## Activity
Repeat the whole listing, keeping each line as it is.

## Entries provided
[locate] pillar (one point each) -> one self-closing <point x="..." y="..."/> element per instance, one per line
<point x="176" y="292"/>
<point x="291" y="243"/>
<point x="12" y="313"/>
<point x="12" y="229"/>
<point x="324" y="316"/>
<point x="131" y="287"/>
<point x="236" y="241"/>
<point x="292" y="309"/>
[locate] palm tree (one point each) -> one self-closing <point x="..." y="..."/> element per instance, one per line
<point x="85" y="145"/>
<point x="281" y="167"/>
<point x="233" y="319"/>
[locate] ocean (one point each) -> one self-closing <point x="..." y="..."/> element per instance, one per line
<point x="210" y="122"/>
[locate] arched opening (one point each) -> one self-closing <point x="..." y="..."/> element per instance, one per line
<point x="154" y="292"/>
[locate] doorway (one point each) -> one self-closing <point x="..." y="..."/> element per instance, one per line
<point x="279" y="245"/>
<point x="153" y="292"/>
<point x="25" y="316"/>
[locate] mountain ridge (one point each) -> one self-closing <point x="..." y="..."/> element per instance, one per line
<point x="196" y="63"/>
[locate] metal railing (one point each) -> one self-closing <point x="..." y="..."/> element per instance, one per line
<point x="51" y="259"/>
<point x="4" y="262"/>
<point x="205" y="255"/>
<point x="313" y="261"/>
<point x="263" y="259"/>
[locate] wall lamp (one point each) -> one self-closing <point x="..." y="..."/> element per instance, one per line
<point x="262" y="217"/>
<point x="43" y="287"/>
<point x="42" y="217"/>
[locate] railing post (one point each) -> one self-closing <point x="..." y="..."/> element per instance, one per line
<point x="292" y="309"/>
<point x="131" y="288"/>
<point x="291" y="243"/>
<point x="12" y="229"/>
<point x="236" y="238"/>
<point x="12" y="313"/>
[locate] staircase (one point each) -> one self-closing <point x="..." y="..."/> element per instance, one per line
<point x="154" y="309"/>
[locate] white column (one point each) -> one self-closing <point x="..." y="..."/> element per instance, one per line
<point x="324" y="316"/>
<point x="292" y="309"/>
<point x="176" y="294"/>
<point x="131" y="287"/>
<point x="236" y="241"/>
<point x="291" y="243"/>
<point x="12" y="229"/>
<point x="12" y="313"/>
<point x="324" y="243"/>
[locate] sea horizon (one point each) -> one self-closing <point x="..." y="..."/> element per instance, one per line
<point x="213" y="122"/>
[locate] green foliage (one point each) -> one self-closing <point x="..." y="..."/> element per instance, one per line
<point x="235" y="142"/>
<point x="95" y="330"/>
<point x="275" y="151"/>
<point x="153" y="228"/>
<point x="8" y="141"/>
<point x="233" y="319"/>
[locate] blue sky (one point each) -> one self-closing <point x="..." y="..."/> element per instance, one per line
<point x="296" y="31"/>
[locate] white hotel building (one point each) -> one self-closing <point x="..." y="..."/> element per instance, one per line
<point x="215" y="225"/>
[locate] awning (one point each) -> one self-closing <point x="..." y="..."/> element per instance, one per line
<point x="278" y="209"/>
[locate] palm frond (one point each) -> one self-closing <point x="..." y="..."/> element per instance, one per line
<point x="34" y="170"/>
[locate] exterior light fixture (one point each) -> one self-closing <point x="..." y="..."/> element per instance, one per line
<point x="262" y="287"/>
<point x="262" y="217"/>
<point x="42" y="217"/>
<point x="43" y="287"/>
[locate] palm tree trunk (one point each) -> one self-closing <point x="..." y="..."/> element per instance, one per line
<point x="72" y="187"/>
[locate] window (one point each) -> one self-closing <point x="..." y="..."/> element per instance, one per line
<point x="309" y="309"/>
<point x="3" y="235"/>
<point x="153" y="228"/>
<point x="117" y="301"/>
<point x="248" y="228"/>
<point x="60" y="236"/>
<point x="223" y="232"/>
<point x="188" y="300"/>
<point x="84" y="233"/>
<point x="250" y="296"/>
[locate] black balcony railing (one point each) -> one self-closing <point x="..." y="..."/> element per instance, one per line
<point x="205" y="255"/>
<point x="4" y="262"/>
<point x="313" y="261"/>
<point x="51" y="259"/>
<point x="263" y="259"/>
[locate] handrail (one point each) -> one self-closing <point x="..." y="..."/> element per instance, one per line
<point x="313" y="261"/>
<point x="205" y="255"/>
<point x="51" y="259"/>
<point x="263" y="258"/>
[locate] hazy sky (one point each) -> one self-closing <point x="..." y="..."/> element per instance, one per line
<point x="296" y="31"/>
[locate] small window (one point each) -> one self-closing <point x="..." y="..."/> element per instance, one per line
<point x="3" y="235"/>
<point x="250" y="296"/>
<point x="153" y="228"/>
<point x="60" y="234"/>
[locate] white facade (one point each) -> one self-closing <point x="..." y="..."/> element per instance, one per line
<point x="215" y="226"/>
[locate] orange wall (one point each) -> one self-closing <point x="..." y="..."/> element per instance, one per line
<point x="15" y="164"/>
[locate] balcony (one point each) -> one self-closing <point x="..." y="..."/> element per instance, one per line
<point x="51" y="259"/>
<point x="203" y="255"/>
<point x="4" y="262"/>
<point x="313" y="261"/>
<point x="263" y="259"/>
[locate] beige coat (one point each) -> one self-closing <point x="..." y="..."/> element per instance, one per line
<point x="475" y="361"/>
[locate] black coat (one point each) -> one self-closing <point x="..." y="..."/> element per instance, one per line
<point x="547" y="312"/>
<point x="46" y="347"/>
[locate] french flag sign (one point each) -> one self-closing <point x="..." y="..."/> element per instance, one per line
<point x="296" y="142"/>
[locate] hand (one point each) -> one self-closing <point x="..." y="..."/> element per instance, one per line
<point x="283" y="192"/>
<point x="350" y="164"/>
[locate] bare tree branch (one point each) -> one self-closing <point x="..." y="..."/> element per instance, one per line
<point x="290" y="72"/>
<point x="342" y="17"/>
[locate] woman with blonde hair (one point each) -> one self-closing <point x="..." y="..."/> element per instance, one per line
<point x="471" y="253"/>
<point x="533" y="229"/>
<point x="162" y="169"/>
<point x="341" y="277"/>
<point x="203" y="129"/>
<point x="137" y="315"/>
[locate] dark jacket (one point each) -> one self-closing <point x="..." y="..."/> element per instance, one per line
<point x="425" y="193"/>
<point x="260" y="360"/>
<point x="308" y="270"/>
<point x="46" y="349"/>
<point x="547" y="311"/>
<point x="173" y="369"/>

## Answer section
[locate] pillar (one point each) -> one self-closing <point x="..." y="..."/> element per instance, one per line
<point x="176" y="292"/>
<point x="291" y="243"/>
<point x="12" y="313"/>
<point x="12" y="229"/>
<point x="324" y="316"/>
<point x="131" y="287"/>
<point x="236" y="241"/>
<point x="292" y="309"/>
[locate] palm tree (one point each) -> one self-closing <point x="..." y="..."/> element per instance, one per line
<point x="85" y="145"/>
<point x="281" y="167"/>
<point x="233" y="319"/>
[locate] ocean (one point each) -> one self-closing <point x="..." y="..."/> element per instance, one per line
<point x="210" y="122"/>
[locate] arched opening (one point each) -> one self-closing <point x="..." y="..."/> element per instance, one per line
<point x="154" y="292"/>
[locate] doorway (one point each) -> one self-closing <point x="..." y="..."/> element per instance, one per line
<point x="279" y="245"/>
<point x="153" y="292"/>
<point x="25" y="316"/>
[locate] mountain ridge (one point each) -> one self-closing <point x="..." y="..."/> element per instance, one per line
<point x="196" y="63"/>
[locate] metal railing (one point each) -> one self-closing <point x="..." y="..."/> element per instance, one per line
<point x="51" y="259"/>
<point x="4" y="262"/>
<point x="205" y="255"/>
<point x="313" y="261"/>
<point x="263" y="259"/>
[locate] wall lamp (one point each) -> one self-closing <point x="..." y="..."/> element per instance, one per line
<point x="262" y="217"/>
<point x="43" y="287"/>
<point x="42" y="217"/>
[locate] railing post (one point each) -> one self-closing <point x="..." y="..."/> element per instance, one per line
<point x="292" y="309"/>
<point x="131" y="288"/>
<point x="291" y="243"/>
<point x="12" y="229"/>
<point x="236" y="238"/>
<point x="12" y="313"/>
[locate] staircase (one point each) -> one self-closing <point x="..." y="..."/> element per instance, one per line
<point x="154" y="309"/>
[locate] white column (one point each) -> one self-closing <point x="..." y="..."/> element per instance, one per line
<point x="324" y="316"/>
<point x="292" y="309"/>
<point x="176" y="294"/>
<point x="131" y="287"/>
<point x="236" y="241"/>
<point x="291" y="243"/>
<point x="12" y="229"/>
<point x="12" y="313"/>
<point x="324" y="243"/>
[locate] sea horizon (one point each) -> one self-closing <point x="..." y="..."/> element per instance, one per line
<point x="213" y="122"/>
[locate] green foliage (one point each) -> one self-closing <point x="..." y="..."/> element per instance, one per line
<point x="235" y="142"/>
<point x="95" y="330"/>
<point x="275" y="151"/>
<point x="153" y="228"/>
<point x="8" y="141"/>
<point x="233" y="319"/>
[locate] blue sky (one point each) -> one self-closing <point x="..." y="..."/> element per instance, one per line
<point x="296" y="31"/>
[locate] white hotel building (one point each) -> one self-closing <point x="..." y="..."/> element per instance, one per line
<point x="215" y="225"/>
[locate] awning (one point each) -> one self-closing <point x="..." y="..."/> element per instance, one per line
<point x="278" y="209"/>
[locate] palm frond (one point each) -> one self-closing <point x="..." y="..."/> element per instance, one per line
<point x="34" y="170"/>
[locate] exterior light fixture (one point each) -> one self-closing <point x="..." y="..."/> element per instance, one per line
<point x="262" y="287"/>
<point x="262" y="217"/>
<point x="42" y="217"/>
<point x="43" y="287"/>
[locate] palm tree trunk (one point each) -> one self-closing <point x="..." y="..."/> element per instance, one per line
<point x="72" y="187"/>
[locate] window (one point each) -> one self-closing <point x="..." y="..."/> element per instance, one per line
<point x="309" y="309"/>
<point x="3" y="235"/>
<point x="153" y="228"/>
<point x="117" y="301"/>
<point x="248" y="228"/>
<point x="60" y="236"/>
<point x="223" y="232"/>
<point x="188" y="300"/>
<point x="84" y="233"/>
<point x="250" y="296"/>
[locate] black balcony railing (one point each) -> one self-closing <point x="..." y="..."/> element per instance, one per line
<point x="205" y="255"/>
<point x="4" y="262"/>
<point x="313" y="261"/>
<point x="51" y="259"/>
<point x="263" y="259"/>
[locate] handrail (one point each) -> one self-closing <point x="..." y="..."/> element per instance, one per line
<point x="313" y="261"/>
<point x="205" y="255"/>
<point x="51" y="259"/>
<point x="263" y="258"/>
[locate] hazy sky (one point each) -> one self-closing <point x="..." y="..."/> element per instance, one per line
<point x="296" y="31"/>
[locate] small window (one point each) -> one self-closing <point x="..." y="..."/> element per instance, one per line
<point x="3" y="235"/>
<point x="250" y="296"/>
<point x="153" y="228"/>
<point x="60" y="234"/>
[locate] white facade (one point each) -> one self-closing <point x="..." y="..."/> element per instance, one per line
<point x="215" y="226"/>
[locate] orange wall (one point each) -> one self-closing <point x="..." y="..."/> element per instance, one per line
<point x="15" y="164"/>
[locate] balcony (one point each) -> one self-closing <point x="..." y="..."/> element per instance, one per line
<point x="51" y="259"/>
<point x="203" y="255"/>
<point x="4" y="262"/>
<point x="313" y="261"/>
<point x="263" y="259"/>
[locate] beige coat (one point each) -> one self-closing <point x="..." y="..."/> element per instance, one per line
<point x="475" y="361"/>
[locate] black coat (one point each) -> one self-closing <point x="..." y="..."/> element per instance, one per line
<point x="547" y="312"/>
<point x="46" y="347"/>
[locate] french flag sign (one point each) -> one self-closing <point x="..." y="..."/> element per instance, one per line
<point x="296" y="142"/>
[locate] hand (one point each) -> one self-closing <point x="..." y="..."/> element per instance, one per line
<point x="283" y="192"/>
<point x="350" y="164"/>
[locate] bare tree branch (one point each) -> one self-closing <point x="..." y="..."/> element per instance, one per line
<point x="290" y="72"/>
<point x="342" y="17"/>
[locate] woman with blonde hair (one point each) -> one self-closing <point x="..." y="..."/> element per instance, one per line
<point x="471" y="253"/>
<point x="533" y="229"/>
<point x="162" y="169"/>
<point x="341" y="277"/>
<point x="203" y="129"/>
<point x="137" y="315"/>
[locate] dark jacket (one point each) -> one self-closing <point x="..." y="..."/> element per instance, one per line
<point x="425" y="193"/>
<point x="260" y="360"/>
<point x="308" y="270"/>
<point x="46" y="349"/>
<point x="547" y="311"/>
<point x="173" y="369"/>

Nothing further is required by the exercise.